■ Exercise prompt ■
Would you repeat every entry below word for word but drop the images?

■ Dataset extract ■
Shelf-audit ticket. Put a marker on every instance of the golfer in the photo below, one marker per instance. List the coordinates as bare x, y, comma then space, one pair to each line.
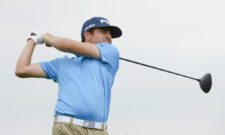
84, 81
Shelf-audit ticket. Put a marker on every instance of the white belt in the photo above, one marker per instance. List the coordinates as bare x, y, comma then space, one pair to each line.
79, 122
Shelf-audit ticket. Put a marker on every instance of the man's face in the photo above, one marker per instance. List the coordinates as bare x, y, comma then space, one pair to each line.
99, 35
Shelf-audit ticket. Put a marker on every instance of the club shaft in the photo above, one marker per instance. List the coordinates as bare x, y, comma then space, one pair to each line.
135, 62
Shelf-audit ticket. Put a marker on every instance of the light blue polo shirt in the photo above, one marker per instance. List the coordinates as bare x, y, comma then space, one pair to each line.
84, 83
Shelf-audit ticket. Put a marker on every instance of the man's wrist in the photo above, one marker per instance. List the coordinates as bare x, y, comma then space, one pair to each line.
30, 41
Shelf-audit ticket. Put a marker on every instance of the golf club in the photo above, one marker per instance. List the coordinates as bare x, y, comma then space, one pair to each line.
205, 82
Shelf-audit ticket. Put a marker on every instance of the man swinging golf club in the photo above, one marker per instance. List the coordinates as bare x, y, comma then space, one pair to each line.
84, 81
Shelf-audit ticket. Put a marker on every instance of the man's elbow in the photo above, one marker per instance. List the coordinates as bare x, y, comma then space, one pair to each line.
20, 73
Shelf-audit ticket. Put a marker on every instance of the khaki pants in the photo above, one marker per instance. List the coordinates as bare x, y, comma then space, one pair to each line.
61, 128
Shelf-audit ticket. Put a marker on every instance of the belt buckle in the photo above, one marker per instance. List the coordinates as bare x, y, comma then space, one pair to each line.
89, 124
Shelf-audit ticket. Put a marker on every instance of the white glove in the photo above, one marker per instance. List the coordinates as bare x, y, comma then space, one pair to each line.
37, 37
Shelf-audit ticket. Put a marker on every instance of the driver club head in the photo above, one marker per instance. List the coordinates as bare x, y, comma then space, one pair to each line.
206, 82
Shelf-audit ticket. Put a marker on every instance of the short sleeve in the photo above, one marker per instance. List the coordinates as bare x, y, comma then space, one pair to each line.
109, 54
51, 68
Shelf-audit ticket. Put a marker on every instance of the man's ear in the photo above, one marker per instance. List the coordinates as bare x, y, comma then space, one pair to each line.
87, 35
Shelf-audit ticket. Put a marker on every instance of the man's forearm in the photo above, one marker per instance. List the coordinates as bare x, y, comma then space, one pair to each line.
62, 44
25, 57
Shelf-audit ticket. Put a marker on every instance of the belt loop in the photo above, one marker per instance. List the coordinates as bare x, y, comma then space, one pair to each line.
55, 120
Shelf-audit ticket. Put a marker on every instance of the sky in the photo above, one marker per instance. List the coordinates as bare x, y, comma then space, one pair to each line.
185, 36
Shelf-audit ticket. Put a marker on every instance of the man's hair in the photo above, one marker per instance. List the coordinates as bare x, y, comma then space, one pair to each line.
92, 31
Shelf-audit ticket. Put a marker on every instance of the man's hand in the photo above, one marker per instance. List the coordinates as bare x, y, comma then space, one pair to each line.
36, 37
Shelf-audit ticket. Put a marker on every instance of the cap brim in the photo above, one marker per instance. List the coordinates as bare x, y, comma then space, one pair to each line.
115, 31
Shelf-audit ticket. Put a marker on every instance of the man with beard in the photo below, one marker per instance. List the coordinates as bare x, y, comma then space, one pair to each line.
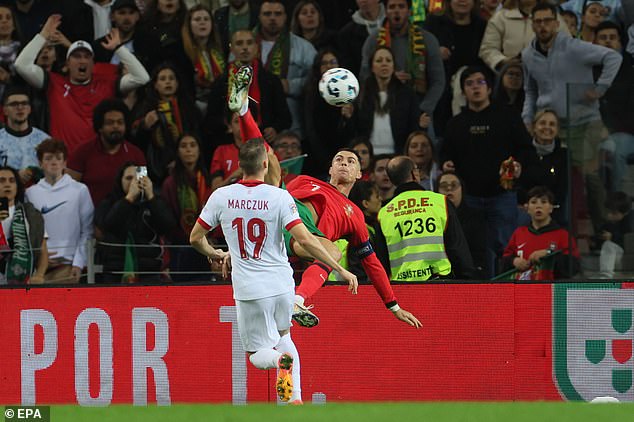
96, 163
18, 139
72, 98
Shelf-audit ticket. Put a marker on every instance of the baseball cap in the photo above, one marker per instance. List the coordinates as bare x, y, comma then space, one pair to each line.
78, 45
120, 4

■ Exercise output ■
Shelf-audit ticket. Put a marker on every instance of the golfer in the photo below, one marker per instance. List the coordinates as bare x, y, comma then space, one pair to each line.
84, 81
Shelf-audit ticket. Put a marker on every instance of the white belt in the photo above, one marker per instance. List the coordinates as bare x, y, comma then space, one pair to each line.
79, 122
Shelf-audit ticket. Put a marker on every instance of the man's face in the photo above, one marker per instance. List the coordinates as bare x, y, comma then space, one pair to each line.
99, 35
Shelf-audit ticket. Put a marker on every instance of the club shaft in the photo above, one marker per instance. List the coordinates as bare x, y, comma then space, one pair to each line.
135, 62
Shelf-audit ticket. Put a marker on every instance of the light blue polo shirt in the photo above, one marker per instance. List the coordinates as bare x, y, comma then space, one pair to each line.
84, 83
Shelf-audit ticket. Put a marker on every instance of the man's wrist in the photo above, one marker per instance. List the coordinates as bare x, y, comma then space, one pair to each line.
30, 41
Shelf-audit ticket. Put a marker on every instance of the golf club in the photo above, one marker per instance. List the coordinates as bare x, y, comma then space, one pair to each line.
205, 82
Shelf-audit ticket. Put a marker on every instance of the man swinging golf club in the photo above, one marker per instance. List the coordinates as bare x, y, comma then space, one pair to each line.
84, 81
Shelf-audit ticket. Put a marker on every instance of the man's elbow in the photo above, one marker per instance. List the coordinates as bare x, y, comma then space, one pair to each line.
20, 73
Shelf-audit ticket. Put a marker on every instance of the khaki pants in the photo above, one marker per instance. List the coordinates as bare x, y, comma then space, one pair to each line.
61, 128
Shelf-audit ticket. Put a marker on every instance of the belt buckle in the photo above, one marker per instance. List the coordinates as bare x, y, comma then space, one pair to each line.
89, 124
Shelf-audit ticket. Put a marker on every instance of the white glove in the photo above, one marker per instance. List the coordinates as bare x, y, comma then space, one pair to each line.
37, 37
Shelf-audit ticket. Put a marker on every instance of the driver club head in the photo above, one marker per instance. List the coordinates as bare x, y, comma then space, one pair to each line.
206, 82
Shelf-audit ticket. Put a marker on every instance of the short sleeve in the photo above, one marker per instance. List the coordinates as bare x, y, comma then space, one pair to each line.
109, 54
51, 68
Shelf-audit ticket. Put a marker on every instance of the man's ear in the photo above, one marker per instance. List the coordinates as bare x, y, comma then space, one pair to each line.
87, 35
Shelf-audit ticket. Put a marker on every instance of the man's forearm in the photo above, one marker per instance. List the coordinates as bare x, y, comma then space, one pair to each line.
62, 44
25, 57
Shelf-audit ticket. Put a marker on every instance of the belt loop in the photo above, one marker per instance. List the coordinates as bare x, y, comma then space, one pair to each line.
55, 120
Shelf-audit ticket. Put a marker on every instance of the sky in the photo above, one marker per instance. List the coordinates as bare x, y, comma then space, one pair to each line.
185, 36
Shelf-audit ticket. Put a marker on every instance of the man's hair in the photo above, one marker per instance. List the coordinates as bare x, y, comma then space, one pair to each line.
92, 31
Shelf-audit ticket. Put a marker on every instance of the man's hand in the photo above, one marker per instance. List the coordinates as bare x, y, comma then space, one pair to each line.
36, 37
Shelf-audit ticket. Put a marker on every instance of the cap brim in the photo above, one marker per instance. List the coordinates as bare x, y, comma then space, one pair to each line.
115, 31
Shelf-audit ticket. Put a marker on every instance of the man with beard in the photo below, one marker per instance. List the coordinates as bare x, y, comma then space, one pair to each line.
96, 163
18, 139
72, 98
Shelf-audit ticket. Put a marker on every instance of the baseball cap in the photo above, one marker per instance. List the coordinates as bare x, y, comma then space, one pair to each line.
78, 45
120, 4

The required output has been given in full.